> SHORT TASK
Copy out all the entries word for word.

> RECORD EXTRACTS

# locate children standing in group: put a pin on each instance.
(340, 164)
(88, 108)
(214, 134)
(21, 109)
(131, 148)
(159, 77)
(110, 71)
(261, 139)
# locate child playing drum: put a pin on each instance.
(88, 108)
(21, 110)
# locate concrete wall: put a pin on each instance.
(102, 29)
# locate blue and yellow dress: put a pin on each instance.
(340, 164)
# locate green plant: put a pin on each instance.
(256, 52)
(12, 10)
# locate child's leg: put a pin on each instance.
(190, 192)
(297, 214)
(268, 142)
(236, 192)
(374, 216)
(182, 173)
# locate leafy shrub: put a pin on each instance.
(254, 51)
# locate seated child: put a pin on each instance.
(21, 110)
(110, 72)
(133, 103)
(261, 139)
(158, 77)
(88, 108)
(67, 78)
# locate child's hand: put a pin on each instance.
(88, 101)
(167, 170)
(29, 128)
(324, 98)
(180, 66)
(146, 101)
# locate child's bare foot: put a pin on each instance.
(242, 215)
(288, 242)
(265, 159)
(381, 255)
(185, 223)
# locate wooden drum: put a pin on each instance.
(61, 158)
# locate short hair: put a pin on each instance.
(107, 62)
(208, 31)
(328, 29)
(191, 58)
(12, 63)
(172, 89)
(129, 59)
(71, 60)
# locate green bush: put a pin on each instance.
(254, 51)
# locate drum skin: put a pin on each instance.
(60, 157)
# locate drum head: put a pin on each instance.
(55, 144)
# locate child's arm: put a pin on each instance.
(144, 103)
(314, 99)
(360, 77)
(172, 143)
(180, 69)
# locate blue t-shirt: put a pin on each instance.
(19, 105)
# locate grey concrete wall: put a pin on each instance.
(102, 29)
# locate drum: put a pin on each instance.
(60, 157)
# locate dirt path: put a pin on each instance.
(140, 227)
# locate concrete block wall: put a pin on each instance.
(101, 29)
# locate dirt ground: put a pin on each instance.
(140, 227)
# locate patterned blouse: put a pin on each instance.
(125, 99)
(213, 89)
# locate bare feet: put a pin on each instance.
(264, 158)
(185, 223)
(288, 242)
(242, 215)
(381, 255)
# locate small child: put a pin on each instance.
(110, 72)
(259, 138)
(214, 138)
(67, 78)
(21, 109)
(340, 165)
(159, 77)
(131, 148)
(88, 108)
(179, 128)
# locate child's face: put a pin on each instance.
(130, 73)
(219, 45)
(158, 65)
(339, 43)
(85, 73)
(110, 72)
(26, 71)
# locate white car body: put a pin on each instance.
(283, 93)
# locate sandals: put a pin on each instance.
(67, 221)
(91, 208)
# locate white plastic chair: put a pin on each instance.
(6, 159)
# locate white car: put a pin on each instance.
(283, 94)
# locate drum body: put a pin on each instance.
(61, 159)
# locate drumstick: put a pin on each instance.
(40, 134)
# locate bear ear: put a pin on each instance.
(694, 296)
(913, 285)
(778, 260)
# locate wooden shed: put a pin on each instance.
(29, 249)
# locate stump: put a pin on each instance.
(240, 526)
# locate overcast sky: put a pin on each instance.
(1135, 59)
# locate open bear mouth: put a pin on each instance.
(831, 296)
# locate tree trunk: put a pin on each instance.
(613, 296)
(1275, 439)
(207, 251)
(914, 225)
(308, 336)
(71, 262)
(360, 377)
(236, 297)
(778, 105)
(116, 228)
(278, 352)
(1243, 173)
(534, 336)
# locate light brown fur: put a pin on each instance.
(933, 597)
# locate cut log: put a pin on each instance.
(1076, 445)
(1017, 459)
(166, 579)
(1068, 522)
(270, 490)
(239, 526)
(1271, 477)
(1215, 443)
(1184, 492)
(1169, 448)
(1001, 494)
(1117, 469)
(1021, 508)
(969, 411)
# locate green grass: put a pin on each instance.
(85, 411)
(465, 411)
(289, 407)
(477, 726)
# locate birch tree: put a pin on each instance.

> TASK RESULT
# locate children standing in group: put a pin on each instance.
(340, 164)
(88, 108)
(214, 134)
(21, 109)
(131, 148)
(159, 77)
(110, 71)
(261, 139)
# locate child playing drum: put a pin on each instance.
(88, 108)
(21, 110)
# locate concrete wall: put a pin on each instance.
(102, 29)
# locate blue and yellow dress: put a pin on each instance.
(340, 164)
# locate green plant: put a pin on each instance.
(256, 52)
(12, 10)
# locate child's leg: put a pin on each instance.
(190, 192)
(297, 214)
(268, 142)
(236, 192)
(374, 216)
(182, 173)
# locate leafy shrub: put a pin on each instance.
(254, 51)
# locate seated child: put a pin on each instance.
(21, 110)
(110, 72)
(133, 103)
(261, 139)
(158, 77)
(88, 108)
(67, 78)
# locate child's hand: put a pin on each instance.
(88, 101)
(167, 170)
(29, 128)
(324, 98)
(180, 66)
(146, 101)
# locate child's bare foot: put a pin on each instance.
(242, 215)
(288, 242)
(265, 159)
(381, 255)
(185, 223)
# locate wooden drum: put a pin on each instance.
(61, 158)
# locate short hair: put a pin on each instance.
(107, 62)
(208, 31)
(328, 29)
(191, 58)
(12, 63)
(172, 89)
(129, 59)
(71, 60)
# locate green bush: put a pin on each instance.
(254, 51)
# locate drum skin: put a pin on each instance.
(60, 157)
# locate drum head: put a pin on each instance.
(55, 144)
# locate child's arm: put a pin on each instance.
(144, 103)
(314, 99)
(360, 77)
(172, 143)
(180, 69)
# locate blue t-shirt: put a pin on each instance.
(19, 105)
# locate grey concrete wall: put a pin on each instance.
(102, 29)
# locate drum: put a pin on each instance.
(60, 157)
# locate dirt path: put a pin on each instance.
(140, 227)
# locate concrete block wall: put a pin on each instance.
(101, 29)
# locate dirt ground: put a pin on each instance.
(140, 227)
# locate patterned blouse: put a pin on each instance.
(125, 99)
(213, 89)
# locate bare feet: put a pin on each instance.
(264, 158)
(185, 223)
(288, 242)
(242, 215)
(381, 255)
# locate small child: put a pin on each instance.
(110, 72)
(259, 138)
(214, 138)
(67, 78)
(21, 109)
(340, 165)
(159, 77)
(131, 148)
(88, 108)
(179, 128)
# locate child's face: put a pin on each instance.
(130, 73)
(219, 45)
(158, 65)
(339, 43)
(85, 73)
(110, 72)
(26, 71)
# locate white car body: put a pin on each instance.
(283, 93)
# locate sandals: put a pin on each instance.
(67, 221)
(91, 208)
# locate white plastic chair: put a pin on each instance.
(6, 159)
# locate white car: put a pin on each instance.
(283, 94)
# locate drum body: put a pin on each instance.
(61, 159)
# locate drumstick: put a pin on each instance.
(40, 134)
# locate bear ear: put a pin on each instance.
(694, 296)
(913, 285)
(778, 260)
# locate wooden shed: put a pin on each instance.
(29, 249)
# locate stump: put a pin on each instance.
(240, 526)
# locate overcast sky: put a pin on each instance.
(1135, 59)
# locate open bear mouth: put a pin on each instance.
(831, 296)
# locate tree trunk: put a pin on each instance.
(613, 296)
(1275, 439)
(207, 251)
(914, 225)
(308, 336)
(71, 262)
(360, 377)
(236, 297)
(778, 105)
(116, 228)
(278, 352)
(1243, 173)
(534, 336)
# locate light brown fur: put a pin on each instance.
(933, 597)
# locate cut log: put a pin on each instance.
(1076, 445)
(1017, 459)
(166, 579)
(1068, 522)
(270, 490)
(239, 526)
(1271, 477)
(1215, 443)
(1184, 492)
(1169, 448)
(1001, 494)
(1117, 469)
(1021, 508)
(969, 411)
# locate green grass: put a pin on each instance.
(85, 411)
(465, 411)
(289, 407)
(477, 726)
# locate birch tree: put a pin on each instance.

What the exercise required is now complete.